Madeleine Chapsal, décédée dans la nuit de lundi à mardi à l’âge de 98 ans, était devenue une écrivaine parmi les plus populaires, après avoir vécu de près, au côté de son ex-mari Jean-Jacques Servan-Schreiber, le lancement de L’Express en 1953.
Cette romancière de l’amour et de ses tourments – les siens, qu’elle transposait dans son œuvre – a écrit une centaine de livres. Surtout des romans mais aussi des récits, des essais, des livres pour la jeunesse, du théâtre, de la poésie. Rien qu’en 1997, elle avait signé six ouvrages.
Née le 1er septembre 1925 à Paris, elle est la fille d’un conseiller à la Cour des comptes et la petite-fille d’un ancien ministre. Sa mère est une couturière de renom.
En 1942, sa tante, mariée à un juif, fuit à Megève avec Madeleine qui sort d’une tuberculose. Sa jeune vie bascule : elle y rencontre un garçon « solaire » de 18 ans, Jean-Jacques Servan-Schreiber, qui se prépare à rejoindre de Gaulle à Londres. M. Servan-Schreiber, journaliste et fondateur de L’Express, embrassera également une carrière politique. Mariés en 1947, ils divorcent en 1960.
Une critique littéraire réputée
Elle reste à L’Express où elle sera jusqu’au début des années 70 une critique littéraire réputée, connue entre autres pour de mémorables entretiens avec des figures comme Jorge Luis Borges, Jean Giono, Henry Miller ou Claude Lévi-Strauss.
Après son éviction du magazine, elle se lance à corps perdu dans l’écriture, surtout de fictions. Romantique, impudique, mélancolique, elle s’impose vite comme une efficace analyste des passions, davantage militante de la féminité que du féminisme.
« J’écris tous les matins, je ne construis rien, cela me vient la nuit : je suis “écrite” », disait-elle, admettant avec humour écrire un roman chaque fois que « quelque chose (lui) arrivait ».

CONSIGNES:
- 1) Les affirmations suivantes sont-elles conformes au texte sur Madeleine Chapsal ? Répondez par oui ou non et citez les mots décisifs du texte : (a) Madeleine Chapsal est née à Paris ; (b) elle a épousé Jean-Jacques Servan-Schreiber en 1953 ; (c) elle a quitté L’Express au moment de son divorce.
- 2) Poursuivez le texte sur Madeleine Chapsal après sa dernière phrase.

EXTRAIT DES DONNÉES:

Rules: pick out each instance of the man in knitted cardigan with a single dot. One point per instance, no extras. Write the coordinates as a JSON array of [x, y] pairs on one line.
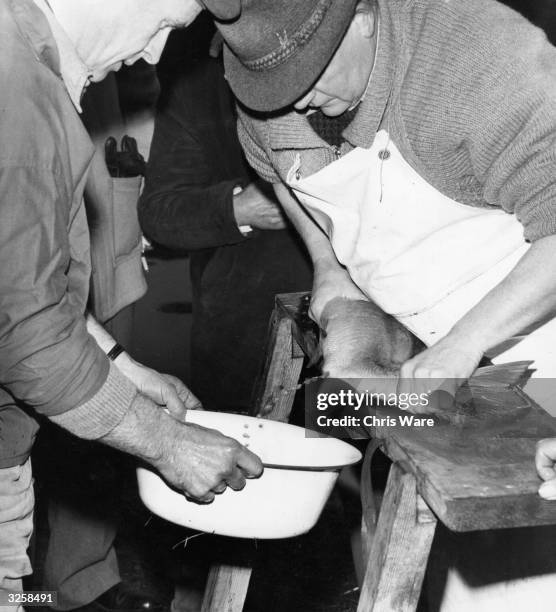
[[413, 145]]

RÉPONSES:
- 1)
(a) Oui : « Née le 1er septembre 1925 à Paris ».
(b) Non : « Mariés en 1947, ils divorcent en 1960. »
(c) Non : « Elle reste à L’Express où elle sera jusqu’au début des années 70 une critique littéraire réputée ».

- 2)
On lui doit « Un été sans histoire », « La Maison de Jade » (700.000 exemplaires vendus), « Une saison de feuilles », « Mère et filles », « David » (hommage à un des fils de JJSS), « Ce que m’a appris Françoise Dolto », « L’Inoubliée » etc.
Elle est souvent là où on ne l’attend pas, écrivant, parfois avant tout le monde, sur le sida, la maladie d’Alzheimer ou la chirurgie esthétique (qu’elle défendait). « J’aime briser des tabous mais je le fais avec une forme de féminité et de douceur », soulignait cette femme à la silhouette mince et à la chevelure longtemps flamboyante.
Madeleine Chapsal se qualifiait d’« indéfectible amoureuse » et s’était remariée en 2019, à 93 ans, avec Jean-Marc Vallet, optométriste dont elle avait fait la connaissance en achetant ses lunettes, confiait-elle alors dans la presse.
« Les gens qui me lisent disent que j’écris ce qu’ils ressentent, que je leur donne les mots qu’ils n’ont pas trouvés. J’ai le sentiment d’être un écrivain public. Ils me disent aussi que mon style est clair et facile », notait-elle.
Tout le monde n’était pas de même avis. Elle mérite le « grand prix du tirage à la ligne », ironisaient les critiques Éric Naulleau et Pierre Jourde.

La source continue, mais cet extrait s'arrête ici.